Work required
Could you restate all of the records exactly, leaving out the pictures?

Extracted records

BEGIN

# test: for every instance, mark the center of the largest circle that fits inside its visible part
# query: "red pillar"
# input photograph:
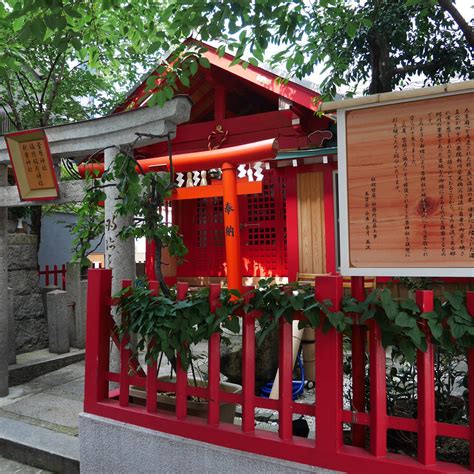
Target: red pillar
(329, 372)
(426, 390)
(358, 364)
(231, 227)
(470, 381)
(292, 223)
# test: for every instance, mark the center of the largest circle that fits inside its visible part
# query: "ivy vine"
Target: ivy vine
(175, 326)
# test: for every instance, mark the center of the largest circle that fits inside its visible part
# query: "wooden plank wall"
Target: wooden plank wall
(311, 232)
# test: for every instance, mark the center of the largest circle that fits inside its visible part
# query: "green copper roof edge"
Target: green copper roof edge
(294, 155)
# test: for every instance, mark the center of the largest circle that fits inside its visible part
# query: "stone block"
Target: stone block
(22, 253)
(11, 330)
(58, 330)
(24, 282)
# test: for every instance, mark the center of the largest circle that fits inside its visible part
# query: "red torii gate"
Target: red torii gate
(227, 159)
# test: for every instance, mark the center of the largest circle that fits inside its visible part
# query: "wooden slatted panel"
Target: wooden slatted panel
(311, 233)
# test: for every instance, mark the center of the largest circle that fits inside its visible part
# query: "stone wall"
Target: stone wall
(31, 330)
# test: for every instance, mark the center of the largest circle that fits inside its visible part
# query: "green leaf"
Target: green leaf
(351, 29)
(405, 320)
(204, 62)
(193, 67)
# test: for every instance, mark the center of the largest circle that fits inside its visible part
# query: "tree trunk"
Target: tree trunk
(382, 71)
(159, 274)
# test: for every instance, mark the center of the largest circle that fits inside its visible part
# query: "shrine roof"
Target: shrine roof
(257, 78)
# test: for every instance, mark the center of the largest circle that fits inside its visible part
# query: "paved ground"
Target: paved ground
(8, 466)
(52, 401)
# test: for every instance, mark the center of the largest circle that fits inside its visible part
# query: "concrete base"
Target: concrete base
(109, 446)
(39, 447)
(37, 363)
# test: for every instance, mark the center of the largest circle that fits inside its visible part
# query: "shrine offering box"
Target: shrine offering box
(32, 165)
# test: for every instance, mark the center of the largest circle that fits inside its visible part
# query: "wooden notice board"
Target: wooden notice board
(32, 165)
(407, 203)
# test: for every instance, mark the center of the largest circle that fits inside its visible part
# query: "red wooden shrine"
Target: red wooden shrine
(235, 106)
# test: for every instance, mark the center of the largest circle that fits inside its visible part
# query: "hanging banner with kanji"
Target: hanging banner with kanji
(32, 165)
(407, 200)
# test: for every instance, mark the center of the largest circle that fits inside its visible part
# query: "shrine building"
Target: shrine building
(289, 228)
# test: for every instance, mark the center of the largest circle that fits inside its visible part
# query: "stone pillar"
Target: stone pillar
(11, 330)
(75, 305)
(119, 254)
(3, 290)
(28, 308)
(58, 330)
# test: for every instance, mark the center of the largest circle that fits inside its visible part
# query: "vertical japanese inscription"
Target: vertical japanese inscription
(410, 184)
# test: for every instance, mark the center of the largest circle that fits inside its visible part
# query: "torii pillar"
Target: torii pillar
(79, 140)
(227, 159)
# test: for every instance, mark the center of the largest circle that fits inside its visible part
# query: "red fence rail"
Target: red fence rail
(55, 275)
(328, 448)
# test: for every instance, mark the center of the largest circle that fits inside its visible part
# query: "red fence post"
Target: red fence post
(248, 370)
(63, 277)
(214, 357)
(329, 371)
(470, 381)
(125, 355)
(378, 392)
(358, 363)
(285, 380)
(426, 391)
(98, 337)
(55, 275)
(181, 374)
(151, 371)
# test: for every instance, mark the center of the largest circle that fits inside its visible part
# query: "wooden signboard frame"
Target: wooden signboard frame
(32, 164)
(359, 261)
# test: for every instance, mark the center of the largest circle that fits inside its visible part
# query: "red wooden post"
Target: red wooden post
(125, 355)
(285, 380)
(98, 337)
(358, 364)
(232, 227)
(150, 260)
(151, 388)
(292, 222)
(181, 374)
(378, 393)
(329, 227)
(426, 391)
(329, 372)
(248, 370)
(214, 357)
(470, 381)
(63, 277)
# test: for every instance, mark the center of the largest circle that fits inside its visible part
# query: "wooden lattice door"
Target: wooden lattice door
(263, 232)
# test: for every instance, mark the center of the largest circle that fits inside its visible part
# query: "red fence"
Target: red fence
(54, 275)
(328, 448)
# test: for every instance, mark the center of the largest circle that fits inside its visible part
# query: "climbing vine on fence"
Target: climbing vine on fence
(175, 326)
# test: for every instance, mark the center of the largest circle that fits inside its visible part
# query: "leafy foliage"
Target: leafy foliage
(166, 325)
(403, 326)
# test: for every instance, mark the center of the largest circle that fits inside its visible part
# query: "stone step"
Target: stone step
(34, 364)
(39, 447)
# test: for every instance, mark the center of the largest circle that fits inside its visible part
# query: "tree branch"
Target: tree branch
(16, 125)
(12, 105)
(25, 92)
(448, 6)
(48, 78)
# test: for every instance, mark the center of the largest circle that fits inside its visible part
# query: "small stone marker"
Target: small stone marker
(58, 330)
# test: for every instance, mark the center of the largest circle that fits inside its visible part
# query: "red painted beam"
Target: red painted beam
(248, 153)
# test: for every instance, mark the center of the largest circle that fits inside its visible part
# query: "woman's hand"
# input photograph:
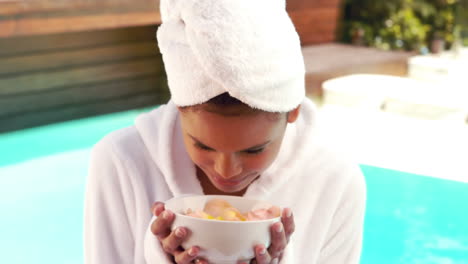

END

Completed exercise
# test: for every instance, mark the center of the largest circle that fits inside its visible part
# query: "red pillar"
# input photograph:
Target: red pillar
(329, 372)
(426, 390)
(358, 364)
(231, 227)
(470, 381)
(292, 223)
# test: for every instance, mark the center of the largest circle that fits inside its visible part
# query: "ivy vine"
Target: ivy vine
(175, 326)
# test: for every instance, mark the center of the largest circle that fits inside its visible part
# query: "wooden plank wall"
Target: wooden plank wall
(311, 232)
# test: for every instance, mark the center of the largest circle that fits inside its visible part
# query: "green copper roof edge"
Target: green copper roof edge
(294, 155)
# test: for every instance, mark the center of the largest circle that fits inside its visible part
# query: "stone block"
Target: stone block
(22, 253)
(11, 330)
(58, 330)
(24, 282)
# test: for every instance, mark the center of the largest circle that fits inside its visible part
# query: "red torii gate"
Target: red torii gate
(227, 159)
# test: for every instance, mark the center of the largest circle that fits inside its visible part
# query: "wooden slatted panel"
Target: wooden slatted panel
(311, 233)
# test: for every instance, mark the center of the largest circle that fits inside its visible part
# query: "stone wall"
Target: stone wall
(31, 330)
# test: for every instance, mark the center of the largest circle that fits inside its visible part
# query: "green leaf"
Target: green leaf
(351, 29)
(405, 320)
(204, 62)
(193, 67)
# test: for every instance, mark the center of the largest circle that fits inside its visible part
# query: "tree trunk"
Target: tree trunk
(382, 71)
(159, 274)
# test: for every instance, mark the center of the largest circle that fits inside its visible part
# query: "shrine roof"
Target: shrine roof
(257, 78)
# test: for every instance, mark the center of the largest circle that fits inside its visible part
# query: "paved ground"
Target: paved ground
(8, 466)
(52, 401)
# test: for every instance, mark the center of the largest circle that fits inside its visible part
# query: "concrete base"
Target: concrete base
(109, 446)
(39, 447)
(37, 363)
# test: for every instance, mark the center of the largest circle that fits inside its visible part
# query: "shrine offering box"
Target: shrine offering box
(32, 165)
# test: for every instance, mark the center of the largest circle that fits inside its visible part
# query: "wooden notice board"
Target: wooden notice board
(32, 165)
(407, 203)
# test: for every instance, mark the center of the largest circle that fits inside its visible part
# query: "red wooden shrine"
Target: red wooden shrine
(235, 106)
# test: for every instance, mark the center of the largest circle that fits inside its visible part
# query: "hanging banner with kanji"
Target: hanging banner with kanji
(32, 165)
(407, 200)
# test: for every instance, mark the center of the largest circle that fits inside its visible part
# query: "shrine building"
Target: shrine building
(289, 228)
# test: for every instance, mark the center of the largest circle that fits inside its visible part
# query: "stone pillar"
Target: stone pillar
(11, 330)
(75, 305)
(119, 254)
(3, 290)
(28, 308)
(58, 330)
# test: for every instance, mark the center of the largest circle that fits inside its visible part
# query: "vertical japanese inscription"
Target: vertical japanese inscription
(410, 184)
# test: for every instance, mark the center of the largest circle that fits inside its visible part
# query: "torii pillar"
Target: torii pillar
(79, 140)
(227, 159)
# test: for every instance, mark the center of the largest circle that fits inside its visible part
# query: "red fence rail"
Target: red fence rail
(55, 275)
(328, 448)
# test: for every instance, mark the center of the largest circle that fits inside its visible part
# query: "red fence post"
Target: red fence post
(248, 370)
(63, 277)
(214, 357)
(329, 371)
(470, 381)
(125, 355)
(378, 392)
(358, 363)
(285, 380)
(426, 391)
(98, 337)
(55, 275)
(181, 374)
(151, 371)
# test: for every instance, mark the center of the largest circle that fits inside its visible part
# query: "wooden signboard frame"
Target: wooden signboard frame
(32, 164)
(359, 261)
# test: for every instance, mark the center of the largest circle that fits inside its visible part
# query: "red wooden post"
Target: red wooden post
(125, 355)
(285, 380)
(98, 337)
(358, 364)
(232, 227)
(150, 260)
(151, 388)
(292, 222)
(181, 374)
(378, 393)
(329, 227)
(426, 391)
(329, 372)
(248, 370)
(214, 357)
(470, 381)
(63, 277)
# test: for every instance, mark the center of the largest circle that fits inside its visible part
# query: "wooden lattice door"
Target: wooden lattice door
(263, 232)
# test: for every instance, mark the center of the largest circle that fits inside its visible part
# query: "red fence"
Target: red fence
(54, 275)
(328, 448)
# test: for every instance, mark the center of the largest circle that fits inside its visible part
# query: "climbing vine on fence"
Target: climbing vine on fence
(175, 326)
# test: for every instance, mark the center of the largest circle that fits inside its visible part
# query: "leafy foliage"
Target: leafy foliage
(166, 325)
(403, 326)
# test: for every instance, mark the center of the largest circle that fits inside its visible part
# query: "stone step"
Target: stone step
(34, 364)
(39, 447)
# test: for every instance, mark the center of the largest circle that fits inside its visible part
# query: "tree branch"
Target: tree branch
(16, 125)
(12, 105)
(25, 92)
(448, 6)
(48, 78)
# test: for every instance, mark the center of the largest circle that fits inside its visible part
# query: "small stone marker"
Target: small stone marker
(58, 330)
# test: for every instance, mark the center of the largest circle that fits inside its visible part
# query: "red painted beam"
Target: red painted beam
(248, 153)
# test: for every instance, mark the center of the largest circle that fits inside its visible part
# query: "woman's hand"
# input photograph:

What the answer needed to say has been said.